▶ [Texto de partida]
·····
Ou seja, a ética e moralidade que informa as opções ideológicas e políticas não pode ser alheia à prática observada e registada e ser também ela idealizada. E como nisso não vejo grandes diferenças, reconheço que é cada vez mais difícil optar incondicionalmente por um dos lados.
Que um Estado para poder ser soberano tenha que dispor de meios para o ser, parece-me óbvio. No caso específico do Património, parece-me perfeitamente natural que chame a si a responsabilidade de deter e administrar património de interesse nacional e mundial. Que o utilize no âmbito do seu programa político e ideológico. Mas nada impede que na gestão patrimonial, a sociedade, dita civil, seja chamada a participar sem que o anátma "lucro" seja de imediato evocado. Essa participação até poderá ser "moderadora" de excessos de manipulação ideológica do património e dos discursos sobre ele produzidos. A pluralidade é um bem e um dinâmo e nem sempre o Estado tende a garanti-la, habituado que está a impor. É que a generalização de que quem se mexe se mexe antes demais por lucro é uma imagem grosseira. A ser assim, não existiriam agentes na área do património arqueológico, por exemplo.
·····
▶ [Dados fornecidos]
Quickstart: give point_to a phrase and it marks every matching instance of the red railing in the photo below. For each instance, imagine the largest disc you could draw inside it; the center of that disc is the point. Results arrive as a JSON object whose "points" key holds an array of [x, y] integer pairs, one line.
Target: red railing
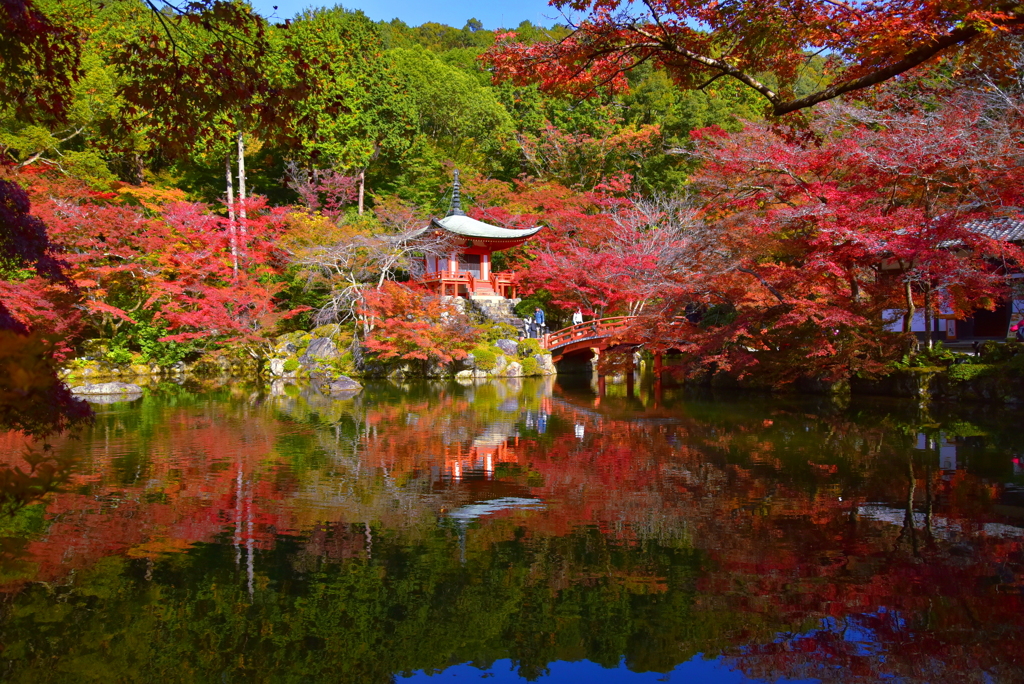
·····
▶ [Enunciado] Prossiga o texto sobre o Estado e a gestão do património a partir da última frase apresentada. As linhas acima não fazem falta.

▶ [Resposta]
E por aqui me fico, pois este assunto é complexo e sério e nada compatível com os simplismos, generalizações e outras coisas que inevitavelmente estas mensagens acabam por aqui assumir.
António Carlos Valera
Direcção do Núcleo de Investigação Arqueológica - NIA
ERA Arqueologia SA.
Cç. de Santa Catarina, 9C,
1495-705 Cruz Quebrada - Dafundo
antoniovalera@era-arqueologia.pt
www.era-arqueologia.pt
----- Forwarded by António Valera/ERA on 17-10-2012 09:40 -----
Caro António Valera,
Concordo na substância com quase tudo o que dizes abaixo, mas isso é pouco importa.
Discordaria apenas num ponto pequeno, porventura menor: numa sociedade política organizada, seja ela tribal ou estatal, o “bem comum”, que é difuso, reconheço, é definido através das modalidades encontradas para investir alguns do poder da representação e da acção em nome de todos.
No caso concreto – e é esse que afinal motiva o comentário – os monumentos a que colectivamente foi entendido reconhecer significado simbólico comum podem evidentemente ser geridos por privados, visando (muito legitimamente) não apenas a satisfação das suas necessidades de vida (tão respeitáveis como as dos “agentes públicos”), como a acumulação de recursos que lhes permitam maior ascendência presente, ou futura, sobre terceiros, ou seja, aquilo que habitualmente se chama “lucro” (coisa que aos “agentes públicos” é interdita, vá-se lá saber porquê...).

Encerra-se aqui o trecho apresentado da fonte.